EXERCISE INSTRUCTIONS →
Repeat exactly the lines below that lie between the line with "target: <item>long hair</item>" and the line with "Draw the outline of every instance of the <item>woman's", counting both of those lines as part of the answer.
╭──
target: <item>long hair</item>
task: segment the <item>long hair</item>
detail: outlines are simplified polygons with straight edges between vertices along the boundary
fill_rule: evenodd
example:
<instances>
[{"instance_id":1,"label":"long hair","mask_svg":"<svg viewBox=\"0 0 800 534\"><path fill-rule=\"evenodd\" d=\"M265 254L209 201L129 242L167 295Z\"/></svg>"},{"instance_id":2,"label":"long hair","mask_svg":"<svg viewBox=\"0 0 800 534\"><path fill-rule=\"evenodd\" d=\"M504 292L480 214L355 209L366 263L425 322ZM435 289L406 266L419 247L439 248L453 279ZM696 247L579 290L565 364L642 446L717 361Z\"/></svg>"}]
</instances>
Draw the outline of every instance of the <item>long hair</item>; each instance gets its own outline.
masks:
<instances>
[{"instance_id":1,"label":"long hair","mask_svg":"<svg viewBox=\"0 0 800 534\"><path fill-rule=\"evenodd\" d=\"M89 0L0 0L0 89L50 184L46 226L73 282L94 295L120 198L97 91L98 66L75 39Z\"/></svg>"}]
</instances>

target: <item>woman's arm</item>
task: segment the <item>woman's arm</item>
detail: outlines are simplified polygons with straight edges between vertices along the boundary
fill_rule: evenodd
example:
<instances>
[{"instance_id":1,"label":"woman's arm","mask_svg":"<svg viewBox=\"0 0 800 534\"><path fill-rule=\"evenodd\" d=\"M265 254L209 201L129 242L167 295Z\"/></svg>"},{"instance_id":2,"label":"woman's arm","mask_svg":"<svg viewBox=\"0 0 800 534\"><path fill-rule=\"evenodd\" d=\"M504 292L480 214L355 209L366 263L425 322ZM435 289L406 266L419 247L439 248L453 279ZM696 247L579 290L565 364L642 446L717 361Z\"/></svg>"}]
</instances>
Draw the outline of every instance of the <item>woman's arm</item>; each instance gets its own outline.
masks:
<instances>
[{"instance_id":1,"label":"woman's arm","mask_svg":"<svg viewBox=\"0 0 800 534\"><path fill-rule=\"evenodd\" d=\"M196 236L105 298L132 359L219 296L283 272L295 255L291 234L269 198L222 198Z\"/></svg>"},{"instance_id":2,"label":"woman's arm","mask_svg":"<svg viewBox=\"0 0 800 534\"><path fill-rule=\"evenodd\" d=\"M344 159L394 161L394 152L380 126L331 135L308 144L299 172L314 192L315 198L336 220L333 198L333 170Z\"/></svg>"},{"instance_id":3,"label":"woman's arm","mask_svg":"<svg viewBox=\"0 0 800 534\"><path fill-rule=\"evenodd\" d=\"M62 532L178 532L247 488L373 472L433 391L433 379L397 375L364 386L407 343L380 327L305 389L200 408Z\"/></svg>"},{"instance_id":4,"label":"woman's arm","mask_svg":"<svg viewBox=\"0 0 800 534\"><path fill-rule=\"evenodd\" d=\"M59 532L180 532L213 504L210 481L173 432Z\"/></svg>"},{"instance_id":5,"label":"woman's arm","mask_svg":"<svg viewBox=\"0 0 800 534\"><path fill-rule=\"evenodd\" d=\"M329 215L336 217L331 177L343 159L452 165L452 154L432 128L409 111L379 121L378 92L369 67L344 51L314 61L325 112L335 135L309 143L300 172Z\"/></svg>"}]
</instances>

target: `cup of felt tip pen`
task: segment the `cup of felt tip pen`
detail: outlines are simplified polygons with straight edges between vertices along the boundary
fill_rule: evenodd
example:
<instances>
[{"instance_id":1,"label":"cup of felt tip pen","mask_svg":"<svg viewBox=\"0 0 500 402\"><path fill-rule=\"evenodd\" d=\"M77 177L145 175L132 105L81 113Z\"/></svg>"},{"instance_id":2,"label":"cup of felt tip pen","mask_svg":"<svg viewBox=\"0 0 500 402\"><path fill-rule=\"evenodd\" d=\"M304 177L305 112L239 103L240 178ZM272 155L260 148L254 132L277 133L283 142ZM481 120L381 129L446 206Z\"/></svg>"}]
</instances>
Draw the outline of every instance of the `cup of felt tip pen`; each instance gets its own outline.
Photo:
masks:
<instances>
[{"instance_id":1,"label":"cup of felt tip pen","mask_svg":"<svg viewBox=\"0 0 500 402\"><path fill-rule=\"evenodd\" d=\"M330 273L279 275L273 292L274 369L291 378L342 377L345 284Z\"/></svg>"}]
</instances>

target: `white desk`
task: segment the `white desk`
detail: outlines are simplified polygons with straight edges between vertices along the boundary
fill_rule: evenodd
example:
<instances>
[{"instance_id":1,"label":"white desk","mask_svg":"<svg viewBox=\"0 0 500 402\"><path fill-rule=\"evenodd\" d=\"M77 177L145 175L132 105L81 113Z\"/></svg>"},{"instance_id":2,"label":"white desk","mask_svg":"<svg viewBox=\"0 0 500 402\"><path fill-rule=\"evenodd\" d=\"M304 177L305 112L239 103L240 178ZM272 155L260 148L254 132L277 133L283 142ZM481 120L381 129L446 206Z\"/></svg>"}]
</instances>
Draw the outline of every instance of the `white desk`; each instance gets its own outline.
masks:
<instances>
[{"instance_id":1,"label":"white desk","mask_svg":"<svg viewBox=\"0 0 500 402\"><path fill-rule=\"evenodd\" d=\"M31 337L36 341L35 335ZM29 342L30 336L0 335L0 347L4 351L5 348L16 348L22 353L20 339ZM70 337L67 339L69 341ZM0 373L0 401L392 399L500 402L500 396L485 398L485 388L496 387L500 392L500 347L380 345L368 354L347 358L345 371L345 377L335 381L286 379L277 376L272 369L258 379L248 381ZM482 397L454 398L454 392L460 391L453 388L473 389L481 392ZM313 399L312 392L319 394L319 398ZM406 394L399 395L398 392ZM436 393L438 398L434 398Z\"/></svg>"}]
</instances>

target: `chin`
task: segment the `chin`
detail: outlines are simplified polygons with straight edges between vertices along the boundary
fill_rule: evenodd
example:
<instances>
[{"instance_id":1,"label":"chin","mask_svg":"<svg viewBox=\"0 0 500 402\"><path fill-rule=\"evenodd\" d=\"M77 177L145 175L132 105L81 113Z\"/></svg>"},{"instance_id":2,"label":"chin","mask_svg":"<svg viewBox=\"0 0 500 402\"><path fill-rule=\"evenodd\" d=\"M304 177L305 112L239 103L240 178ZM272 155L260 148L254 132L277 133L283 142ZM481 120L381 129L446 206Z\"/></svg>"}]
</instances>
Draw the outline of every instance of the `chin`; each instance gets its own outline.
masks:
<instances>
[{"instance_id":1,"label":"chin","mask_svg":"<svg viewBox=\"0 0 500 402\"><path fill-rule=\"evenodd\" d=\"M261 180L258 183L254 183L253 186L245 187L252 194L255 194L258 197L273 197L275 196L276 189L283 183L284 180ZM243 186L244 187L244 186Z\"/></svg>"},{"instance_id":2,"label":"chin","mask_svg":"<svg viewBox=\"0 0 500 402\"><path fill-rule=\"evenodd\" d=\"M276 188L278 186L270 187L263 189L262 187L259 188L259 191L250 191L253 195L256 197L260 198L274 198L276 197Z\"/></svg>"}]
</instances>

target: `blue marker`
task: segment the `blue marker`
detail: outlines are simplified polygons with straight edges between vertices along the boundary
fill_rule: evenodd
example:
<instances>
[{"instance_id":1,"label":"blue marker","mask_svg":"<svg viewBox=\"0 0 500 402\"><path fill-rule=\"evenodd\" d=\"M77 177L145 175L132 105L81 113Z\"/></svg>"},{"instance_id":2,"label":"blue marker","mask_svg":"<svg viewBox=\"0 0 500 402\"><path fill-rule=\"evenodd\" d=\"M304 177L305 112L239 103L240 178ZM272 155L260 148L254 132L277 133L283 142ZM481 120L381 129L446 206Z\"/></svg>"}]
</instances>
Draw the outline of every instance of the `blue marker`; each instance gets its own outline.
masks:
╰──
╭──
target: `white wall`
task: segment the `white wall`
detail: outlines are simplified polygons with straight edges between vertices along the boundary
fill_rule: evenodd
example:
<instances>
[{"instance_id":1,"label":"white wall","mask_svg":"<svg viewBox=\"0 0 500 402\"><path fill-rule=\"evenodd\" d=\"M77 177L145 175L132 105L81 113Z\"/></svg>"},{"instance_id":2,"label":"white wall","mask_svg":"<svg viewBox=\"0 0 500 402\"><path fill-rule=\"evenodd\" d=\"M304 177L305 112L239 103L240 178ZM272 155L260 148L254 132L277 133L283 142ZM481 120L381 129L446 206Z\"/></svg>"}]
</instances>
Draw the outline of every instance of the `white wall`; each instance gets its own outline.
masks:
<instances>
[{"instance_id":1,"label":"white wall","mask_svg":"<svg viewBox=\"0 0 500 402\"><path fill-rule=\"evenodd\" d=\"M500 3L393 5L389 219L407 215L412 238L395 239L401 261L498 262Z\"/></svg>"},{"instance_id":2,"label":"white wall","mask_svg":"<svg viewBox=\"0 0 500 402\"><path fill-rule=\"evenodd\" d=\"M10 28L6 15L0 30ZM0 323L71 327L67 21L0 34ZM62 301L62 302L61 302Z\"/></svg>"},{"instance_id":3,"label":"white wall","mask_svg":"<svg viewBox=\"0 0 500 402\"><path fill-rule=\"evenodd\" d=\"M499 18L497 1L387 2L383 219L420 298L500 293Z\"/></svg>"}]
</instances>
╰──
REPLY →
target: <item>long hair</item>
task: segment the <item>long hair</item>
detail: outlines are simplified polygons with straight edges between vertices along the boundary
fill_rule: evenodd
example:
<instances>
[{"instance_id":1,"label":"long hair","mask_svg":"<svg viewBox=\"0 0 800 534\"><path fill-rule=\"evenodd\" d=\"M265 254L209 201L129 242L167 295Z\"/></svg>"},{"instance_id":2,"label":"long hair","mask_svg":"<svg viewBox=\"0 0 800 534\"><path fill-rule=\"evenodd\" d=\"M504 292L480 214L355 209L366 263L425 322ZM435 289L406 266L419 247L439 248L453 279ZM696 247L579 290L565 364L642 446L717 361Z\"/></svg>"}]
</instances>
Draw the outline of every instance of the <item>long hair</item>; each instance gets its own outline.
masks:
<instances>
[{"instance_id":1,"label":"long hair","mask_svg":"<svg viewBox=\"0 0 800 534\"><path fill-rule=\"evenodd\" d=\"M89 0L0 0L0 89L50 184L46 226L73 282L94 295L120 198L97 91L98 66L75 39Z\"/></svg>"}]
</instances>

target: <item>woman's arm</item>
task: segment the <item>woman's arm</item>
detail: outlines are simplified polygons with straight edges between vertices along the boundary
fill_rule: evenodd
example:
<instances>
[{"instance_id":1,"label":"woman's arm","mask_svg":"<svg viewBox=\"0 0 800 534\"><path fill-rule=\"evenodd\" d=\"M265 254L209 201L129 242L167 295Z\"/></svg>"},{"instance_id":2,"label":"woman's arm","mask_svg":"<svg viewBox=\"0 0 800 534\"><path fill-rule=\"evenodd\" d=\"M504 292L480 214L355 209L366 263L425 322ZM435 289L406 266L419 247L439 248L453 279ZM696 247L579 290L565 364L642 446L717 361Z\"/></svg>"}]
</instances>
Draw the outline of every instance of the <item>woman's arm</item>; each instance gets its own outline.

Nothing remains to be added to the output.